━━━━━ Recorded information
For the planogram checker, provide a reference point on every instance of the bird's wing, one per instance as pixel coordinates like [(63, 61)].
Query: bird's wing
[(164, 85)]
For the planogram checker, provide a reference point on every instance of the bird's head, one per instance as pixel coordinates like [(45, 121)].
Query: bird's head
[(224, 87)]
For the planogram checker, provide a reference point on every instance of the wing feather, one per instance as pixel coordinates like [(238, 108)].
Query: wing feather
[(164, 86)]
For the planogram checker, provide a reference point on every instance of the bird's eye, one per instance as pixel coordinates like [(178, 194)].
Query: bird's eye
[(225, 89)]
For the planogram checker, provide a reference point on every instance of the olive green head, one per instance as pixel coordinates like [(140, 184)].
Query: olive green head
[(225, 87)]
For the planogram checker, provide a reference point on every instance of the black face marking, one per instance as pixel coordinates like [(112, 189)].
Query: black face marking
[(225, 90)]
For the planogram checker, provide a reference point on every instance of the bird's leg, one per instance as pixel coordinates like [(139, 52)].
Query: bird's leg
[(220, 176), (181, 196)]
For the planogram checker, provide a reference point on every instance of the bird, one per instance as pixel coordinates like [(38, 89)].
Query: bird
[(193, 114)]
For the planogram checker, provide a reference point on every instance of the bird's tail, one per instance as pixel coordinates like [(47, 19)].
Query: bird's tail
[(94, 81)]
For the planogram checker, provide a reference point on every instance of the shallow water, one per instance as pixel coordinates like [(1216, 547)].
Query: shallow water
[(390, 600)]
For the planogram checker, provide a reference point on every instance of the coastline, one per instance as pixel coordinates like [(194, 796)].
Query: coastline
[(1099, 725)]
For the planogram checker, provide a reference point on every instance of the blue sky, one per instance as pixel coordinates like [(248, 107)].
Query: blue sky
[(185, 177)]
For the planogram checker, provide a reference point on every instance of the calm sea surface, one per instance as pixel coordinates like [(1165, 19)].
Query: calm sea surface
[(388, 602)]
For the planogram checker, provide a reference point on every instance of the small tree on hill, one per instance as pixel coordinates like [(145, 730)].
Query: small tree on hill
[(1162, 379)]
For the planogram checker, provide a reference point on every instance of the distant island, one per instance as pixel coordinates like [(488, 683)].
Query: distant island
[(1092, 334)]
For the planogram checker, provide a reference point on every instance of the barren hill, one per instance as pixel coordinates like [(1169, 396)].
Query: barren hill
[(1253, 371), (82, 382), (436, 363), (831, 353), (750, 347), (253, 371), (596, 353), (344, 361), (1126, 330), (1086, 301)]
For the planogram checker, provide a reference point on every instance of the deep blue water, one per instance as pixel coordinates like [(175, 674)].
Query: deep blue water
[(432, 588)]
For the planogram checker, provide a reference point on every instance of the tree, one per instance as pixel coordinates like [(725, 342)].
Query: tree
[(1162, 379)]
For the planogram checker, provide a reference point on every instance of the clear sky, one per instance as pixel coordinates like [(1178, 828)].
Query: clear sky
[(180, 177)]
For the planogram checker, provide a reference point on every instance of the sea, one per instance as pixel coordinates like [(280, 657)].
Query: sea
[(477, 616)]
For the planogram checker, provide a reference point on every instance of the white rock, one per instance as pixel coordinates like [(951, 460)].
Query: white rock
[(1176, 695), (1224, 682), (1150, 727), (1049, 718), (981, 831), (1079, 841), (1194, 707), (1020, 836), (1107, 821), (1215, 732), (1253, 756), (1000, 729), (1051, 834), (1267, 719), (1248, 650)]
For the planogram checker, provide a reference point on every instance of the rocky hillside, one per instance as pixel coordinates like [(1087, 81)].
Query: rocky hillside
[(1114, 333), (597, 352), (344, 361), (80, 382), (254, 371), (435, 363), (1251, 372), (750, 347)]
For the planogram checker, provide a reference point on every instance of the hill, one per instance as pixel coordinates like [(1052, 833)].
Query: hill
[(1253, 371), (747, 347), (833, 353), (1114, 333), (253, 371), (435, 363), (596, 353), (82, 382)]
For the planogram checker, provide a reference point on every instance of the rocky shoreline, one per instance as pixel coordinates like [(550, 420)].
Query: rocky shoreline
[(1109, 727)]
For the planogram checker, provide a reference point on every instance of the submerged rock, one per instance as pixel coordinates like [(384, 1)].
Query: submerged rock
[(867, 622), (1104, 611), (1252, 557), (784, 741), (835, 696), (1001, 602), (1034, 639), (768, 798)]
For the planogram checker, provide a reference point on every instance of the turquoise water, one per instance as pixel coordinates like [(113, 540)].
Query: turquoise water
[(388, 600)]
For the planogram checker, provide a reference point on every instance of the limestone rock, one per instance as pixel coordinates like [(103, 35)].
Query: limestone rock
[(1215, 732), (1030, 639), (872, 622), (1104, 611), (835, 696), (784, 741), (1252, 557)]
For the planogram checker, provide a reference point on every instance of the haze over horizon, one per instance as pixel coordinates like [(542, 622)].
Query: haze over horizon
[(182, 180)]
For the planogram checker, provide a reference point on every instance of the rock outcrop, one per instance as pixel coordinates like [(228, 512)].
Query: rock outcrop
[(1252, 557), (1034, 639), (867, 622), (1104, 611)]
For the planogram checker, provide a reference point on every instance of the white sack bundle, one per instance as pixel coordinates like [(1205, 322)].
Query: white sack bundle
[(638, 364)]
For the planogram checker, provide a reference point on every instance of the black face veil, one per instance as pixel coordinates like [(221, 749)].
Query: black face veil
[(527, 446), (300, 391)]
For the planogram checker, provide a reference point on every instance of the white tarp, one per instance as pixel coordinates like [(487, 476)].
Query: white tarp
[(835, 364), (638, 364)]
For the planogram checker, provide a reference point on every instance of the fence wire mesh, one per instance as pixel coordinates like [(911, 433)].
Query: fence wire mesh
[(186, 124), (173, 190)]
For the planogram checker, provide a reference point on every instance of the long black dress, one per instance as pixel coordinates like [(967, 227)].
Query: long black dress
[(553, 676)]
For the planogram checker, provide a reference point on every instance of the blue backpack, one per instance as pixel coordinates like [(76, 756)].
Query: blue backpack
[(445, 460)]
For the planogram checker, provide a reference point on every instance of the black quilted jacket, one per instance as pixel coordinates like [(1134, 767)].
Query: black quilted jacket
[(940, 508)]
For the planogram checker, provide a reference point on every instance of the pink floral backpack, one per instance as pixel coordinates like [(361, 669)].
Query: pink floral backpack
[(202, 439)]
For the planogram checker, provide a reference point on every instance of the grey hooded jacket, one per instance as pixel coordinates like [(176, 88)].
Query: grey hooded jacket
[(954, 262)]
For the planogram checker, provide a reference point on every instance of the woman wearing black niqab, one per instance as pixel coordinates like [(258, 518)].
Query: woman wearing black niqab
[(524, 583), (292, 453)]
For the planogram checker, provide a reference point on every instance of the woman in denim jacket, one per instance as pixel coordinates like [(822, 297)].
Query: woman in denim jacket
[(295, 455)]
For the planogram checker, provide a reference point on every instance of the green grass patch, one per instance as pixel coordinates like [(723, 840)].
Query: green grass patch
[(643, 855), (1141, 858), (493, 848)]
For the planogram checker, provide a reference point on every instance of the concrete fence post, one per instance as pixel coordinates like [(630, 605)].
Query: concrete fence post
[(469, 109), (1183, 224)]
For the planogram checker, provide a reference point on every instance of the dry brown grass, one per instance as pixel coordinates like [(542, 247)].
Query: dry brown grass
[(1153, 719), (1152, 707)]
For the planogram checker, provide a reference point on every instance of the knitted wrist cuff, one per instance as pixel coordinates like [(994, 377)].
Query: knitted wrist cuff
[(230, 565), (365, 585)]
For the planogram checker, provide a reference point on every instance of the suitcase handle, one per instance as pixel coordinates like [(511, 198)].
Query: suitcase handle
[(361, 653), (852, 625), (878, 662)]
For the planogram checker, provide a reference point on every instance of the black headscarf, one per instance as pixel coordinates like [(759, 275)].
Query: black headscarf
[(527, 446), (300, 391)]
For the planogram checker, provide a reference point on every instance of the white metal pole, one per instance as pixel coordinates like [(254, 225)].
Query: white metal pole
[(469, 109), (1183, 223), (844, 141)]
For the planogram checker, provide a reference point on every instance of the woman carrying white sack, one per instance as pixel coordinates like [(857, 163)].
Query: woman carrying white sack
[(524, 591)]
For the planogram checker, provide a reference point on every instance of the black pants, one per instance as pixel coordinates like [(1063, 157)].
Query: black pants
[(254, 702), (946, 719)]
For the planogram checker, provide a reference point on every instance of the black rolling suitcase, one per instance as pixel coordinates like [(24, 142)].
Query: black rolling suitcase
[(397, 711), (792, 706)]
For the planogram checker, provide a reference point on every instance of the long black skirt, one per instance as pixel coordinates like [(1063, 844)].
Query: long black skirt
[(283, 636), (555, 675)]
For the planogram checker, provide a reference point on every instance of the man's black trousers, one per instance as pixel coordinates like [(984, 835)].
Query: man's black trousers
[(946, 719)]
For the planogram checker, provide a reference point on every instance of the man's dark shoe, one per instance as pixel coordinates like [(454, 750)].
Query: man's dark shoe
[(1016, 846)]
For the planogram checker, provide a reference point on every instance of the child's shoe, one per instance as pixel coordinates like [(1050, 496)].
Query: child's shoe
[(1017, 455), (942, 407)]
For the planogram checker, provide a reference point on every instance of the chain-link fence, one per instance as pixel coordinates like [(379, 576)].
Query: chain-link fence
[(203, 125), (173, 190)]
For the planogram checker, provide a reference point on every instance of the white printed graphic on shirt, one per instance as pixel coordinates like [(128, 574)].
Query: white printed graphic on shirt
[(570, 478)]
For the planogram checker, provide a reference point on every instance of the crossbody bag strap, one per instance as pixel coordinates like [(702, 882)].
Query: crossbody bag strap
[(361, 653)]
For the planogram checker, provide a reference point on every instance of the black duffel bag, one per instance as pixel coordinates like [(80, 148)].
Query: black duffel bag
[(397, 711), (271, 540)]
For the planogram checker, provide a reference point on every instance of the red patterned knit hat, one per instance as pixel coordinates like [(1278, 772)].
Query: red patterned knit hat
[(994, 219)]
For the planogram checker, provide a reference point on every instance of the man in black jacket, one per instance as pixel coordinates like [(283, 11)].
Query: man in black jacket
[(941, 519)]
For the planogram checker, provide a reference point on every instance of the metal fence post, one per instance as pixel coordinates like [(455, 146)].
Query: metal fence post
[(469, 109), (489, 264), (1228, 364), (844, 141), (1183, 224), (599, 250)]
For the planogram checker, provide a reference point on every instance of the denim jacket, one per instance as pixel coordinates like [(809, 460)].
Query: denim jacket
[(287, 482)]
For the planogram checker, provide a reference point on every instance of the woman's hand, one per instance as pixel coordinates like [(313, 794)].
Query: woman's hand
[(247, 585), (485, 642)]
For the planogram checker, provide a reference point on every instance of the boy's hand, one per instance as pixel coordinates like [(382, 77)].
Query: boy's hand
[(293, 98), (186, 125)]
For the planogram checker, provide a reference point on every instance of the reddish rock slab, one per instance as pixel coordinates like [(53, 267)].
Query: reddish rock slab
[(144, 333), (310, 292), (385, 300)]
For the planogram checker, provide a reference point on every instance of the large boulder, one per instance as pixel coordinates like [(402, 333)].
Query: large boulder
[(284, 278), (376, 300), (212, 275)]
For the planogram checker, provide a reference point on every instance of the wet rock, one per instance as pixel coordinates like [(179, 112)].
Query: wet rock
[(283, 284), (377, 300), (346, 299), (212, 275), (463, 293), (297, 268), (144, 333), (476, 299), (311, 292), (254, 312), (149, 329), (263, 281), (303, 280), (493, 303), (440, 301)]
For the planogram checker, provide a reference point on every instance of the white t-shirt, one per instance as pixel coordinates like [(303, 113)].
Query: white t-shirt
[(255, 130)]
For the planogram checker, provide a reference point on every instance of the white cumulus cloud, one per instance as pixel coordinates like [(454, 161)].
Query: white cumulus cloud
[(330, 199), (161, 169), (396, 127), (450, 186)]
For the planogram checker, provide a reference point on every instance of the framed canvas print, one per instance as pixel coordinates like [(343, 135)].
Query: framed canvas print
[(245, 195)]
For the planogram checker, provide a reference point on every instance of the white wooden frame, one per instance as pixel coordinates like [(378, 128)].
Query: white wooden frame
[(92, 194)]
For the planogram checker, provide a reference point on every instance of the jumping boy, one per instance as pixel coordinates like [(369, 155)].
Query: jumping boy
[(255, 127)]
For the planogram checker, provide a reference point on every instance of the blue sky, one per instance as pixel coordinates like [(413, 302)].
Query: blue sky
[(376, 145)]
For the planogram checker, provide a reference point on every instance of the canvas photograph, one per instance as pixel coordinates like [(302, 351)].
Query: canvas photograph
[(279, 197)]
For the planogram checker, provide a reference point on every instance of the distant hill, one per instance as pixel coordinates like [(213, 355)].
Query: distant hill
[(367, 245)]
━━━━━━━━━━
» The task
Repeat exactly the lines above from the one with "Query: barren hill" up to and including the one with "like [(175, 674)].". No other line belongs in the reply.

» Exercise answer
Query: barren hill
[(1253, 371), (82, 382), (436, 363), (831, 353), (750, 347), (253, 371), (596, 353), (344, 361), (1126, 330), (1086, 301)]
For the planogram checker, provide a reference point on every instance of the deep blue water, one per instance as pixel coordinates like [(175, 674)].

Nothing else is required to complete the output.